# TASK TO COMPLETE:
Every line with the word "building" in it should be extracted from the data that follows.

(Data extracted from a collection)
-.-.-
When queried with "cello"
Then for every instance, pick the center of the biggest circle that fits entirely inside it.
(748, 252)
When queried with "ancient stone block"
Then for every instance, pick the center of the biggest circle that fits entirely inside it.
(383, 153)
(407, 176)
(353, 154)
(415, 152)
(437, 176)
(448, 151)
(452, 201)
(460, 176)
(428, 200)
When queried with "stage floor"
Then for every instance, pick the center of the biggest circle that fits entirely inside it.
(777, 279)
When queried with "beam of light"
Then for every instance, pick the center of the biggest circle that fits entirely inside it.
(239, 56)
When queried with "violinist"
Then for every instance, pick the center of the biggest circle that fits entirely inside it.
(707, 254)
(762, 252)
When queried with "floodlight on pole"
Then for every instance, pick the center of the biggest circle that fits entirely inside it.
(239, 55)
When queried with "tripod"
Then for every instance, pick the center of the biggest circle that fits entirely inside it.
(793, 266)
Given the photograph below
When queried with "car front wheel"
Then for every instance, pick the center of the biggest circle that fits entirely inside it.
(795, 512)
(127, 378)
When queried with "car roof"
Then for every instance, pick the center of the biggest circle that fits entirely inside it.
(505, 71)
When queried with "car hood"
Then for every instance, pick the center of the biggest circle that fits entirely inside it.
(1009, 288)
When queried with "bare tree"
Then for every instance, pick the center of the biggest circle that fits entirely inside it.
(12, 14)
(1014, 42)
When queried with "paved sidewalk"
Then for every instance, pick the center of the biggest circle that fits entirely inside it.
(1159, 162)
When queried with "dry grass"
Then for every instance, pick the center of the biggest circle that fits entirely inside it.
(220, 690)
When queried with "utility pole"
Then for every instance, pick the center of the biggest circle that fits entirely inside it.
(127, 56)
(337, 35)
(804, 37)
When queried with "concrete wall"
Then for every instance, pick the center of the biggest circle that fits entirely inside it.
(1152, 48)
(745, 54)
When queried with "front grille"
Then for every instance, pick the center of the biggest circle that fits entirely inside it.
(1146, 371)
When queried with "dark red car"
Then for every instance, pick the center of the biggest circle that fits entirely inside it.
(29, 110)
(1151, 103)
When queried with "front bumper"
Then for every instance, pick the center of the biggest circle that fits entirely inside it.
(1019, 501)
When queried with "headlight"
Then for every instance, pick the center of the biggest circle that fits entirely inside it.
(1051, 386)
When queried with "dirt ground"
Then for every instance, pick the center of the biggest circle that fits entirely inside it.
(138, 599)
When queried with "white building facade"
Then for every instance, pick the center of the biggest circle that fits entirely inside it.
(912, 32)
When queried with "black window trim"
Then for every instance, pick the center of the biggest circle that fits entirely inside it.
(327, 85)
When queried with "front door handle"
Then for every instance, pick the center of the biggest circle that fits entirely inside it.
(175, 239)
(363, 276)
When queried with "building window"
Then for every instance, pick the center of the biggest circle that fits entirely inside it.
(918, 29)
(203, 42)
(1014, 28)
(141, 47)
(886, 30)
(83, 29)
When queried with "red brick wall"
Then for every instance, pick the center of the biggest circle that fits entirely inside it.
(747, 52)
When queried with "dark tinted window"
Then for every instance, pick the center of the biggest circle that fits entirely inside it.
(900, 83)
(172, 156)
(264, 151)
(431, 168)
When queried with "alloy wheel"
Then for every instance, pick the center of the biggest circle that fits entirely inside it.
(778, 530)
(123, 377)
-.-.-
# ANSWER TO THIS TASK:
When queried with "white building facade"
When queried with "building window"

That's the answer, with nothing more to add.